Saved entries
------------------------------------------------------------
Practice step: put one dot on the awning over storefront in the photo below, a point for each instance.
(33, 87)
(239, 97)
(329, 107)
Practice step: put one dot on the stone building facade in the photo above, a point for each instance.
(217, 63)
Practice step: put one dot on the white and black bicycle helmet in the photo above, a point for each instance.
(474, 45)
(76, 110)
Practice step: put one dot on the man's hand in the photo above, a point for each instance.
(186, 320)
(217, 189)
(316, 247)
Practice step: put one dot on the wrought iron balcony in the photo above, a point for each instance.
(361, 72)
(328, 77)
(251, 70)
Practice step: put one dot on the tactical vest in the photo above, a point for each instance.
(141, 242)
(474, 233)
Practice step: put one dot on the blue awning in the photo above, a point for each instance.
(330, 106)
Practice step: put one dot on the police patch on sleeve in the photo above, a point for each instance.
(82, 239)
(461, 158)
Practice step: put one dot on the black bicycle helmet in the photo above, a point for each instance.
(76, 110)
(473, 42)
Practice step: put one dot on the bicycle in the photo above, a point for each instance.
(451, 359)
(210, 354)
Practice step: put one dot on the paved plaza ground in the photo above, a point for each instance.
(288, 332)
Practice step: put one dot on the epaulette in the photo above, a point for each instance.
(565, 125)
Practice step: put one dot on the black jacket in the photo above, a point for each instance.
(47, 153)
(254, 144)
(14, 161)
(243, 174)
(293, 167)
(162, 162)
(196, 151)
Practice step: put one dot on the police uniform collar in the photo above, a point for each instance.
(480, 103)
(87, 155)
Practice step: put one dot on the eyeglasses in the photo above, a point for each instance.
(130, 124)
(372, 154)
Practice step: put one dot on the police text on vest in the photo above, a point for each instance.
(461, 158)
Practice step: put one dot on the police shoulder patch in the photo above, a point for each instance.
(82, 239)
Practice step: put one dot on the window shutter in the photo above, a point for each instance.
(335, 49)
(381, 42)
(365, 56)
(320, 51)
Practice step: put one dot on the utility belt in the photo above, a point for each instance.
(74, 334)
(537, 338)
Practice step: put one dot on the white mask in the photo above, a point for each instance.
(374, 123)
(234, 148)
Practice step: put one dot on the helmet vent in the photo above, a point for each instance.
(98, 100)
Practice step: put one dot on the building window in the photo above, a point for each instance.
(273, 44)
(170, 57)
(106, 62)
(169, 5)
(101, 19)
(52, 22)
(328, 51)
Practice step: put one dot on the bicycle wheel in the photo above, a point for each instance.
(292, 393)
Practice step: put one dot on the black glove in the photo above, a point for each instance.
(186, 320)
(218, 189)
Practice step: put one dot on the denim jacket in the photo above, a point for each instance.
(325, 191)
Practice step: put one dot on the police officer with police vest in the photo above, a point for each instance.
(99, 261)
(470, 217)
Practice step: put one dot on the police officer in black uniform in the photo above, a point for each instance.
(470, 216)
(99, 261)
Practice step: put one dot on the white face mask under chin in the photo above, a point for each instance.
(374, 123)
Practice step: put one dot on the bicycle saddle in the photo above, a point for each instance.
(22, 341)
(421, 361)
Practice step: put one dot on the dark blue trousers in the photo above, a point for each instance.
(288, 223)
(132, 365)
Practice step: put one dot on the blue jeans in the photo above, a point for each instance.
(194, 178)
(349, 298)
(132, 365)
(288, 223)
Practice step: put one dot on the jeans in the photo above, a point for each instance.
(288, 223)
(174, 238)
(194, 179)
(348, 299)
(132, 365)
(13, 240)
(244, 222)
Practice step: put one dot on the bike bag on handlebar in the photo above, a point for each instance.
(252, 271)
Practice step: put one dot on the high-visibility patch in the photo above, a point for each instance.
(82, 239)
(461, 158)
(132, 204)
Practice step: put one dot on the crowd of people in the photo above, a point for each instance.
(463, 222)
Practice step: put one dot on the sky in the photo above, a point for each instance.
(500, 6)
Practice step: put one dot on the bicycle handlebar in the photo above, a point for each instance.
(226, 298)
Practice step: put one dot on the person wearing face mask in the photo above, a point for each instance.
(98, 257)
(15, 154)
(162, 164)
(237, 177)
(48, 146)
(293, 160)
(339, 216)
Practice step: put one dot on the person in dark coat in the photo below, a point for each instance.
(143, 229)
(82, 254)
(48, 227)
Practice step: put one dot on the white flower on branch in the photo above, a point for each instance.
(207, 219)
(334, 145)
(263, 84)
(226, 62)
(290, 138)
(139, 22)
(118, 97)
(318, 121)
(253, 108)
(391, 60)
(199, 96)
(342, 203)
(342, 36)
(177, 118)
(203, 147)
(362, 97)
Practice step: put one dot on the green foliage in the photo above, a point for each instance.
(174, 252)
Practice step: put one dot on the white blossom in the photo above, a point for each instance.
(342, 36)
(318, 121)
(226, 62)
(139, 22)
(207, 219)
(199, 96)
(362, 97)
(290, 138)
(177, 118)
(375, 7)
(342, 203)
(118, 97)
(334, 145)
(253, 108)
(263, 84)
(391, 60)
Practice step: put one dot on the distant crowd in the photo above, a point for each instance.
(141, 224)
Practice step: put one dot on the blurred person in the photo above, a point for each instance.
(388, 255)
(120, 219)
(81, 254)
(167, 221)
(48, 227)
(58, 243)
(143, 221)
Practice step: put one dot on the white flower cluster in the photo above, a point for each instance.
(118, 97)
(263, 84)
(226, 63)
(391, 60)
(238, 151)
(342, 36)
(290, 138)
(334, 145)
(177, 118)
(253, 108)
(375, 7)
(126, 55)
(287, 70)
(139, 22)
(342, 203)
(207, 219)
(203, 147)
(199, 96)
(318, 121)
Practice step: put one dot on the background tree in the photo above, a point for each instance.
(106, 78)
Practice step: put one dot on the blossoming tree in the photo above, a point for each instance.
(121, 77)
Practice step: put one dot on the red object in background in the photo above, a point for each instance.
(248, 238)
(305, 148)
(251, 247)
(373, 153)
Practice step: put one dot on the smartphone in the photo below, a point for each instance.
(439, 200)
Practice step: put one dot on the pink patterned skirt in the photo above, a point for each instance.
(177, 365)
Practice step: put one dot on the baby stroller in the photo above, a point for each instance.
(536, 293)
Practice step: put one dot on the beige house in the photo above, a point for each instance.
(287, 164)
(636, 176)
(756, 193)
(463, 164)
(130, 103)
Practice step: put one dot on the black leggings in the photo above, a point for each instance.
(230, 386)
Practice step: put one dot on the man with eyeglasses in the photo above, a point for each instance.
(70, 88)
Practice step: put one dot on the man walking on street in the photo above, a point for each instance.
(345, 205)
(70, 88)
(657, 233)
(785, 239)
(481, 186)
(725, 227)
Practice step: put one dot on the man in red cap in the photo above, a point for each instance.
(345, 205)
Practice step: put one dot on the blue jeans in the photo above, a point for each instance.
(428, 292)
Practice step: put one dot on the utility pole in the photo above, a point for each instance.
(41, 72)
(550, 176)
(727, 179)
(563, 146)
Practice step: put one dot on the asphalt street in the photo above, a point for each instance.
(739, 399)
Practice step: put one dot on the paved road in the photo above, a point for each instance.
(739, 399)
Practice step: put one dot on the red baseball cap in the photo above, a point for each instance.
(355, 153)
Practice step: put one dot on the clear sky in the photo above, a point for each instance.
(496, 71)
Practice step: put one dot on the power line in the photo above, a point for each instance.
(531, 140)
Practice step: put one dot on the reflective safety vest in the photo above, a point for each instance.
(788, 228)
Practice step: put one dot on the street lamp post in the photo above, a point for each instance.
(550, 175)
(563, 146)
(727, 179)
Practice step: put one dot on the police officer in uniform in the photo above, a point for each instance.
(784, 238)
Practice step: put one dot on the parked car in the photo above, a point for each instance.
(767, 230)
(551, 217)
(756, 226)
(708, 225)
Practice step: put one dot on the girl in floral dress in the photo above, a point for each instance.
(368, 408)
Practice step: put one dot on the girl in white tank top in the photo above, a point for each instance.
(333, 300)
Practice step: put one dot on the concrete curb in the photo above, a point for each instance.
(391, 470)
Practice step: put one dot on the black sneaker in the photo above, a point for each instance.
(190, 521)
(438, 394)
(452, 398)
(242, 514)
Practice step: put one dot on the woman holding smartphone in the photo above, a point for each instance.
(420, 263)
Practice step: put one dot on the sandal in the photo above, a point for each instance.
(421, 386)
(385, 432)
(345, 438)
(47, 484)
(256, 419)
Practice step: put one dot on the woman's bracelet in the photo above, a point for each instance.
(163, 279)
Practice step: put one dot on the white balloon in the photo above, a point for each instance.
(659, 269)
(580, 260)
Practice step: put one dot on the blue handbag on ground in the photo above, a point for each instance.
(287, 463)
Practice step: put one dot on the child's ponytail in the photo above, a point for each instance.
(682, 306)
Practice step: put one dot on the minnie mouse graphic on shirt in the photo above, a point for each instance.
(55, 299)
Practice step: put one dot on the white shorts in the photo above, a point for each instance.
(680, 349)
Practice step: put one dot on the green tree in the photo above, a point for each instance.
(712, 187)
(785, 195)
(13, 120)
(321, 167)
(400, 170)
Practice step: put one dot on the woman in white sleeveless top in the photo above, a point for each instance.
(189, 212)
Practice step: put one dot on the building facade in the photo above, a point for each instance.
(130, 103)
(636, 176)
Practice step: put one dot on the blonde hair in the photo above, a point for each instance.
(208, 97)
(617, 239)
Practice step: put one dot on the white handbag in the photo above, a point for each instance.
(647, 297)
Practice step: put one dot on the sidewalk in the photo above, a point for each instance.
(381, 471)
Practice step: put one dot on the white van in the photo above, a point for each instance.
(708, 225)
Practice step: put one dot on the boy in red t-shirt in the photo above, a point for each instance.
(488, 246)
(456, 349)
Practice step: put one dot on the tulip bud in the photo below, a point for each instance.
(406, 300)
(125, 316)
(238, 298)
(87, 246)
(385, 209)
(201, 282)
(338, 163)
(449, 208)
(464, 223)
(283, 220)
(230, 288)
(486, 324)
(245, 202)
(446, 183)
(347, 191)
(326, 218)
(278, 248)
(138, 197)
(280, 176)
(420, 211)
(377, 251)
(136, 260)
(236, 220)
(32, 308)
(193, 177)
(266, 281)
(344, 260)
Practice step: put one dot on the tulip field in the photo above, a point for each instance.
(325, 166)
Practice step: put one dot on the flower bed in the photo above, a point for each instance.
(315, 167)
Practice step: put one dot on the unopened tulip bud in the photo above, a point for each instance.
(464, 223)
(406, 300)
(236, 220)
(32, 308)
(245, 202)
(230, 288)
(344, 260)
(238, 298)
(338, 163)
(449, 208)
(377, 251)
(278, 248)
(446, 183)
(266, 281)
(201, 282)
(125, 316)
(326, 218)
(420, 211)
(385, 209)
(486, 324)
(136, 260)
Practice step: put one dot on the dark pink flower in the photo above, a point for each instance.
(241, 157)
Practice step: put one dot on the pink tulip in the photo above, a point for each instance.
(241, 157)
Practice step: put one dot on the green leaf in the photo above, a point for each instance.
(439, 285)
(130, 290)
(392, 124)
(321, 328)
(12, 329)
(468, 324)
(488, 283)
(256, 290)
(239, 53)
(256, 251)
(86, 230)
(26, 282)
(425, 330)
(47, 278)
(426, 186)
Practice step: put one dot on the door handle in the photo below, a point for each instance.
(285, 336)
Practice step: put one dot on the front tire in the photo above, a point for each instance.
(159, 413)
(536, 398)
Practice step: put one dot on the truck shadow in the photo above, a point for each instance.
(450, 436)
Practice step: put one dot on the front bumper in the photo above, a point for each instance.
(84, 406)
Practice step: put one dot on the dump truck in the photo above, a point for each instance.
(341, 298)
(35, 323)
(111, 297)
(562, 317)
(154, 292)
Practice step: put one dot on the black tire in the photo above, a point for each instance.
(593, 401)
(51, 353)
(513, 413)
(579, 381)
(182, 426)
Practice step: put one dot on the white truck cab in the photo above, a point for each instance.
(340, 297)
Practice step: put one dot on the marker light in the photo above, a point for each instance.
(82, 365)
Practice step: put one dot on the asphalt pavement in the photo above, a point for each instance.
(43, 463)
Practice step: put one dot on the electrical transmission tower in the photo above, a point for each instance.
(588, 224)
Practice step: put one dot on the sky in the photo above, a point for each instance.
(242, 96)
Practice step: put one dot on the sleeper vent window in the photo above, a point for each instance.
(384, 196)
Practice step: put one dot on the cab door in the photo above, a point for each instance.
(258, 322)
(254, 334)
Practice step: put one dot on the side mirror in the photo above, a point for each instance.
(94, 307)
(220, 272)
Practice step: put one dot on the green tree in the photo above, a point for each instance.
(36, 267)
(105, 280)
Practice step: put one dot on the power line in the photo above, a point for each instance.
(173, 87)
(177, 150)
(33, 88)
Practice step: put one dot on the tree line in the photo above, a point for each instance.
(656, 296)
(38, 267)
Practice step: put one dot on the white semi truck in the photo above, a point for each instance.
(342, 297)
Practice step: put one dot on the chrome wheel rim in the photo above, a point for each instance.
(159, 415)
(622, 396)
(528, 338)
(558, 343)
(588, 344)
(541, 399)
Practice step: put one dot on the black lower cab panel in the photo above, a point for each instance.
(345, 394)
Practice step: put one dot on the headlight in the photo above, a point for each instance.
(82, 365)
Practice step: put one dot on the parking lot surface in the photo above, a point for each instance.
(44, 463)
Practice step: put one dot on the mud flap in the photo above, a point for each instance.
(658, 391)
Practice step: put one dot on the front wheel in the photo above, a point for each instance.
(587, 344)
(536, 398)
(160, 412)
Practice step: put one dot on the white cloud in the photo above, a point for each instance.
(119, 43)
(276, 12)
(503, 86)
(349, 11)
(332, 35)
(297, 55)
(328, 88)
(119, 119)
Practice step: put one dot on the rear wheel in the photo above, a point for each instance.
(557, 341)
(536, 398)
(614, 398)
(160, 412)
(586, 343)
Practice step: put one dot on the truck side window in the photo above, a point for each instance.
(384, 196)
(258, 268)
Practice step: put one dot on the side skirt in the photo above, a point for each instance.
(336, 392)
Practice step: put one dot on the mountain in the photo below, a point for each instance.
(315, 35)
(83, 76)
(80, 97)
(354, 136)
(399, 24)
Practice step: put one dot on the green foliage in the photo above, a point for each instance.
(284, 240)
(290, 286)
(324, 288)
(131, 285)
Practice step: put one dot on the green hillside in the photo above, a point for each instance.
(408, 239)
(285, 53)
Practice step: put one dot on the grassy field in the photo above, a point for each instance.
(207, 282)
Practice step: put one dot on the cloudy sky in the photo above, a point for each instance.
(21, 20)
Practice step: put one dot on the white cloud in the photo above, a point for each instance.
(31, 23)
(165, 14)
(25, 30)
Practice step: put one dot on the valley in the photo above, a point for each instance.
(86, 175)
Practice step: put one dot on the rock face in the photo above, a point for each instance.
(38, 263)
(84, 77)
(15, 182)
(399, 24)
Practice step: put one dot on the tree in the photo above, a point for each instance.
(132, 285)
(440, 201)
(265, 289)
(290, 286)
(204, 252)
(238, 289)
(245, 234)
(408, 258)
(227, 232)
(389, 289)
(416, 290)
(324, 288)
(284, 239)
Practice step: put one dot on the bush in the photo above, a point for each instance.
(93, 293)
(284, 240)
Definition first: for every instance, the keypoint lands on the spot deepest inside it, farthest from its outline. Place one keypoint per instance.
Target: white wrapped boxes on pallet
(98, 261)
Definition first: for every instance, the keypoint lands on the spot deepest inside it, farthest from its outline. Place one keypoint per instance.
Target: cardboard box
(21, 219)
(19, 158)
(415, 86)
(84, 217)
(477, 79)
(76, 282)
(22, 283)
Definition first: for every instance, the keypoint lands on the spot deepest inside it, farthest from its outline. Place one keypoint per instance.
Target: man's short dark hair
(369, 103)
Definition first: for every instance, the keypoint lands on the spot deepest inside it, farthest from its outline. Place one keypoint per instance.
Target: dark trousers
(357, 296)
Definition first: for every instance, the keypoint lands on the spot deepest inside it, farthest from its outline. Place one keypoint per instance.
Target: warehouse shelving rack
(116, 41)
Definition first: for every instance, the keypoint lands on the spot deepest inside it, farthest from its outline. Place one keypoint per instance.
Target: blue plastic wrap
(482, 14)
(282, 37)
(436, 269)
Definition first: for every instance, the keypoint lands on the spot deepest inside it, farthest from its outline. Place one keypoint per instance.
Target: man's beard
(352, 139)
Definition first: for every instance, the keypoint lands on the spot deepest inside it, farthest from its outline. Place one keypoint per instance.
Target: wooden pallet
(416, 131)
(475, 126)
------------------------------------------------------------
Only the stretch of lines that begins with the one holding "Target: man's short dark hair" and ends with the last line above belongs in the answer; please write it out exactly.

### FINISHED EXERCISE
Target: man's short dark hair
(369, 103)
Definition first: for every instance, the keypoint lands on the spot deepest inside it, farthest from its outline. Place one keypoint per instance.
Target: dark trousers
(357, 296)
Definition first: for every instance, the keypoint lands on the spot deepest inside it, farthest from its outline. Place one keypoint per instance.
Target: warehouse shelving rack
(116, 41)
Definition first: for every instance, the keypoint lands on the spot deepest inside it, farthest from its outline. Place one keypoint per instance.
Target: blue plastic wrap
(482, 14)
(282, 37)
(436, 269)
Definition first: for every instance, the keypoint lands on the spot deepest inside it, farthest from its outline. Place one keypoint per instance.
Target: man's beard
(352, 139)
Definition first: for every instance, the keypoint lands on the spot deepest inside it, farthest from its outline. Place one keypoint per instance.
Target: wooden pallet
(416, 131)
(475, 126)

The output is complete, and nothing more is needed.